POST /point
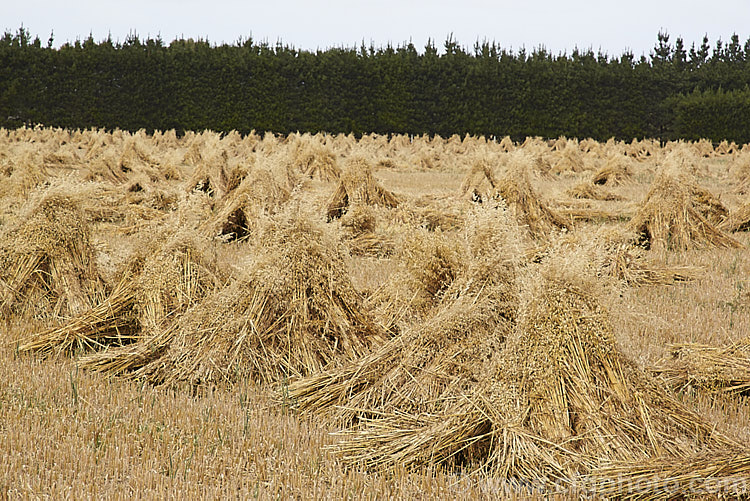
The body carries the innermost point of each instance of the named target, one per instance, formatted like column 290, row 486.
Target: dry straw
column 316, row 161
column 515, row 188
column 47, row 265
column 292, row 313
column 692, row 366
column 615, row 171
column 592, row 192
column 677, row 214
column 435, row 359
column 738, row 220
column 550, row 399
column 358, row 186
column 158, row 285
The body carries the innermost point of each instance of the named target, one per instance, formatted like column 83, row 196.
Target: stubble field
column 328, row 317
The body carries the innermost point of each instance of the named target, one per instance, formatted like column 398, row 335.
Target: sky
column 610, row 26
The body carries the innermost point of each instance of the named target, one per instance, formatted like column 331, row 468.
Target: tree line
column 676, row 92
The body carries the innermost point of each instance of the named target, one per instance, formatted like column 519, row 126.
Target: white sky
column 612, row 26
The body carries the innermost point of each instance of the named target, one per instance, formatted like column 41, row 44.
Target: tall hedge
column 676, row 92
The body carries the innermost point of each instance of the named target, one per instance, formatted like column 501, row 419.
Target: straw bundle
column 723, row 370
column 675, row 215
column 210, row 176
column 47, row 266
column 433, row 212
column 317, row 162
column 592, row 192
column 522, row 200
column 614, row 172
column 294, row 312
column 438, row 358
column 507, row 144
column 480, row 183
column 158, row 285
column 726, row 148
column 570, row 161
column 360, row 234
column 238, row 214
column 358, row 186
column 554, row 404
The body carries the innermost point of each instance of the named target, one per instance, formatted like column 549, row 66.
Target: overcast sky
column 612, row 26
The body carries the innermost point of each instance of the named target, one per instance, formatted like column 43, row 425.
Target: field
column 328, row 317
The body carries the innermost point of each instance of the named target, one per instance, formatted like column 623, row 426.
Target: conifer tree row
column 701, row 91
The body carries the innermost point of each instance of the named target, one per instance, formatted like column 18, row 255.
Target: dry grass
column 425, row 346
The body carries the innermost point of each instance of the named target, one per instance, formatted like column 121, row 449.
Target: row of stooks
column 488, row 353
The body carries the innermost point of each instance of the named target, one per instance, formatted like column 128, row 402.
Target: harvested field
column 320, row 316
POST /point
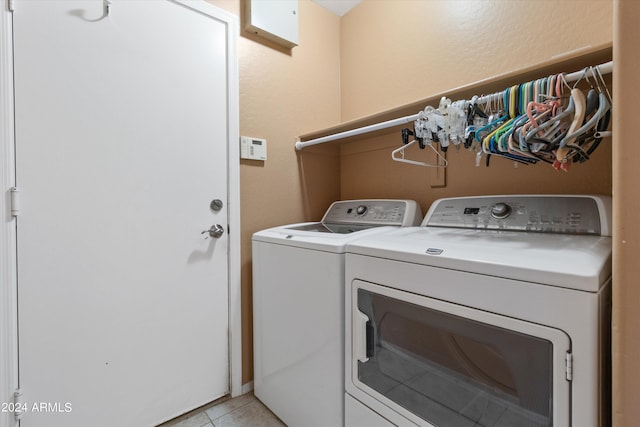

[TASK TO COMPLETE] Render the entries above as a two-column CSV with the headers text and answer, one row per entry, starting with the line that contains "83, row 196." and going on through the line that contains "column 425, row 346". Put each value in a single quoted field, with line breaks replaced by spaces.

[TASK RESPONSE]
text,answer
"The body carries the innermost point of each instance of the named target, one per instance, formatted like column 83, row 196. Target: stubble field","column 328, row 317"
"The body carries the innermost point of each instance of the named target, one per instance, formatted like column 398, row 335. Target: sky","column 610, row 26"
"The body carries the innermost point of each instance of the named target, one per instance, formatted like column 331, row 468. Target: tree line","column 676, row 92"
"The body carries the innermost point of each instance of the named target, one per instance, formatted like column 519, row 126. Target: white sky","column 612, row 26"
"The body carries the innermost point of each instance of the named target, one per instance, formatted like column 41, row 44. Target: tall hedge","column 676, row 92"
"The body carries the innermost point of each instance of the named target, one per instance, formatted like column 501, row 419. Target: straw bundle","column 723, row 370 column 675, row 215 column 210, row 176 column 47, row 266 column 433, row 212 column 317, row 162 column 592, row 192 column 522, row 200 column 614, row 172 column 294, row 312 column 438, row 358 column 507, row 144 column 480, row 183 column 158, row 285 column 726, row 148 column 570, row 161 column 360, row 234 column 238, row 214 column 358, row 186 column 554, row 404"
"The body carries the innermost point of each instance of the named target, one per instance, formatted like column 549, row 66. Target: overcast sky","column 612, row 26"
"The body carries the innermost point of each instance of the named target, one per instance, formatted like column 43, row 425. Target: field","column 328, row 317"
"The body carries the innermost point of each instance of the named target, one per instance, formatted like column 623, row 426. Target: conifer tree row","column 701, row 91"
"The body carries the innermost point of each instance of the named target, one per instance, formatted like column 18, row 255. Target: dry grass","column 425, row 346"